Ich würde Stift und Zettel nehmen. Ich persönlich nutze die Luca-App nicht, weil ich eben auch weiß, wie kaputt das System ist. Ich war mehrfach am Aufdecken von Sicherheitslücken beteiligt. Es gibt beispielsweise den Luca-Schlüsselanhänger, mit dem man sich per QR-Code einchecken kann. Daraus war es möglich, Bewegungsdaten abzulesen und es war auch möglich, in die Luca-App einen Schadcode einzuführen, mit dem man Gesundheitsämter angreifen konnte.

Mit der Luca-App kann man zum Beispiel in Restaurants einchecken.
Mit der Luca-App kann man zum Beispiel in Restaurants einchecken. | Bild: Cian Hartung

Die Bundesländer investieren in die Luca-App mehr als 20 Millionen Euro. Wie können dann solche Pannen passieren?

Extrahierte Daten:
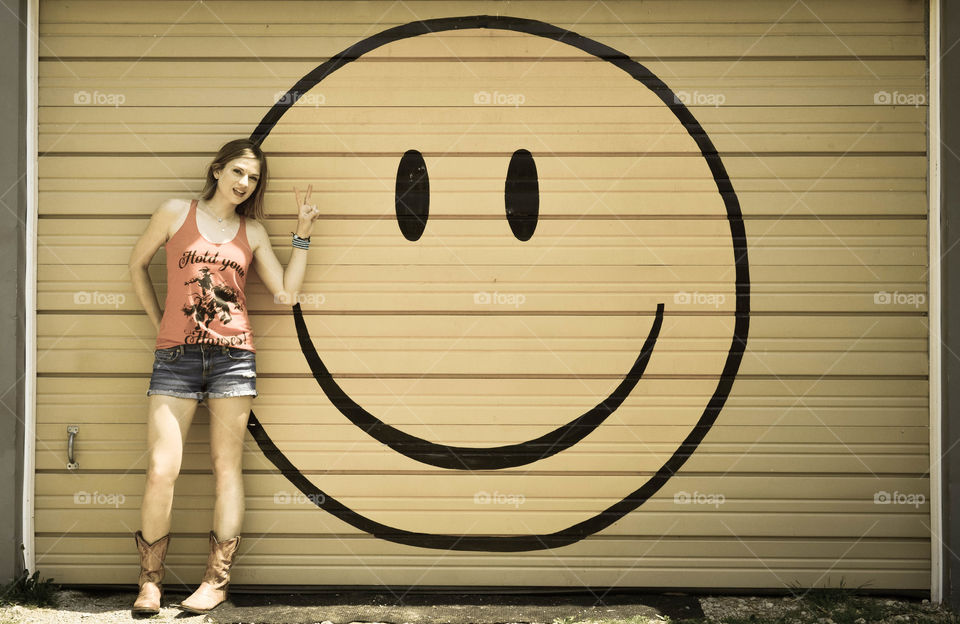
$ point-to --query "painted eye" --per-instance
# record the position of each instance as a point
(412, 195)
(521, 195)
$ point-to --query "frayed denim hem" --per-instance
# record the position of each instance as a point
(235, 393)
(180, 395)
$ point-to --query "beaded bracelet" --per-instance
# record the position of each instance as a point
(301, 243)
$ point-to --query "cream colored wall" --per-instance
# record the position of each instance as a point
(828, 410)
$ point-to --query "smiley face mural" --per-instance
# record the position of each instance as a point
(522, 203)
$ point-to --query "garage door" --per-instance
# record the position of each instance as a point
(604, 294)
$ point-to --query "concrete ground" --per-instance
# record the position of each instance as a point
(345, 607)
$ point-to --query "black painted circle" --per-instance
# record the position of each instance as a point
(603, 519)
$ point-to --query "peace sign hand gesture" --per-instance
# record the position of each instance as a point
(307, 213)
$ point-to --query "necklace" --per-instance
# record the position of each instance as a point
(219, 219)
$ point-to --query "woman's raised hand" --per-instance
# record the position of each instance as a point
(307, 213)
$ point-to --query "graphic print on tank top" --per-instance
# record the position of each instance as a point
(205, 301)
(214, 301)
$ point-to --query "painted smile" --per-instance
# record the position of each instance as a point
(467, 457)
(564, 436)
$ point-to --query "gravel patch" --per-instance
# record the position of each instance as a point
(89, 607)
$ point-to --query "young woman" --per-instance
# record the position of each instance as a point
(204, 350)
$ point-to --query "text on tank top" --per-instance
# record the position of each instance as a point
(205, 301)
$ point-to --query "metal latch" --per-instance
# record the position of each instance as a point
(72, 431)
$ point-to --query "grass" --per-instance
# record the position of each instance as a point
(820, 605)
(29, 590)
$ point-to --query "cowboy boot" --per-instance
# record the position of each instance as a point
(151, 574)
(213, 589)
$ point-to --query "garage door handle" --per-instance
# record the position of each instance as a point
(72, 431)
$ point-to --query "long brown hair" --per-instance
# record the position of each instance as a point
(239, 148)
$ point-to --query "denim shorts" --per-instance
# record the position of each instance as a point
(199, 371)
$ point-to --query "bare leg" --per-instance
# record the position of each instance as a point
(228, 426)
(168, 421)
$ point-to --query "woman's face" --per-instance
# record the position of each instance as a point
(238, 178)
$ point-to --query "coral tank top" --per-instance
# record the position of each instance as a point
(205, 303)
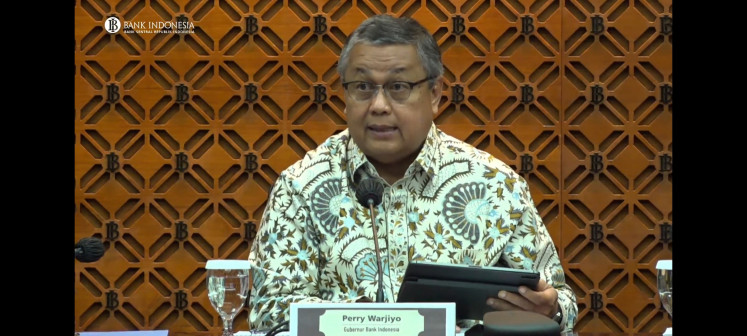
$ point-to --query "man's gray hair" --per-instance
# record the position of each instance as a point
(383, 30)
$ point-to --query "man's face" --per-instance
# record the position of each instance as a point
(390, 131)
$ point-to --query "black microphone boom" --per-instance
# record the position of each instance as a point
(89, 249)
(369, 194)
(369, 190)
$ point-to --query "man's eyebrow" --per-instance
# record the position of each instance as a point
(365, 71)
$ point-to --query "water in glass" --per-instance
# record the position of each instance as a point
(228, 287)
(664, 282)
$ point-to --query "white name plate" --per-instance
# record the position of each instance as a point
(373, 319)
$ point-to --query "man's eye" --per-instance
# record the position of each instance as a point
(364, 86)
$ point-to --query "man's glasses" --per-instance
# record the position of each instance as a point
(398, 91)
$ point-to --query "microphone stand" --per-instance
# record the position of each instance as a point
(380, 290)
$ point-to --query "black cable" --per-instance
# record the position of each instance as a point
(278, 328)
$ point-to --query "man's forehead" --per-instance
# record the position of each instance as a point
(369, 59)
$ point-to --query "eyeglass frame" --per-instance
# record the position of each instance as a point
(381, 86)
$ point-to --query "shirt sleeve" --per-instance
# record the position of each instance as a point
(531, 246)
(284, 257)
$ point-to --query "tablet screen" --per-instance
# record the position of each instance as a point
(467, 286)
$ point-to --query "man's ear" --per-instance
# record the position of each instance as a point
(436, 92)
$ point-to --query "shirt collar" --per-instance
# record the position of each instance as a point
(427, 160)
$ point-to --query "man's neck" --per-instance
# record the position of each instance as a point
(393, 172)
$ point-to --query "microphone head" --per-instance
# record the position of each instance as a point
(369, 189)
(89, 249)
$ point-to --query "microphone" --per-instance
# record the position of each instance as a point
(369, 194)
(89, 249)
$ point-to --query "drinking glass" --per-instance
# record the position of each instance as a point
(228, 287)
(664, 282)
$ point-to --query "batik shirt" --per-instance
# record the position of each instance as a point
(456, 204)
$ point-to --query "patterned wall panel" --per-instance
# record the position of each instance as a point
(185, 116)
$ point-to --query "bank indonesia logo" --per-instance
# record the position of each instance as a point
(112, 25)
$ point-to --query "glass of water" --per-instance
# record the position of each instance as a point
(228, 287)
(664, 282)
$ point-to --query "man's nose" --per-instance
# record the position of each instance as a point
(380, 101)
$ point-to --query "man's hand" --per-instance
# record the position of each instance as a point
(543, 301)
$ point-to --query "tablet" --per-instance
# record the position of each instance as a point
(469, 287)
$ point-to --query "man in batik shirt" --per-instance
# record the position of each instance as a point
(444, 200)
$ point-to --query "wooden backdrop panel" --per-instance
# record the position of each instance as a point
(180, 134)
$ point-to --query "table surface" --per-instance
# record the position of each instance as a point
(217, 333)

Aufgaben:
A – Wie viel Geld investieren die Bundesländer laut dem Text über die Luca-App in diese App?
B – Gib aus dem Text über die Luca-App alles von „Ich würde Stift“ bis hinunter zu „Gesundheitsämter angreifen konnte.“ wortgetreu aus.

Antworten:
A – Mehr als 20 Millionen Euro.

B –
Ich würde Stift und Zettel nehmen. Ich persönlich nutze die Luca-App nicht, weil ich eben auch weiß, wie kaputt das System ist. Ich war mehrfach am Aufdecken von Sicherheitslücken beteiligt. Es gibt beispielsweise den Luca-Schlüsselanhänger, mit dem man sich per QR-Code einchecken kann. Daraus war es möglich, Bewegungsdaten abzulesen und es war auch möglich, in die Luca-App einen Schadcode einzuführen, mit dem man Gesundheitsämter angreifen konnte.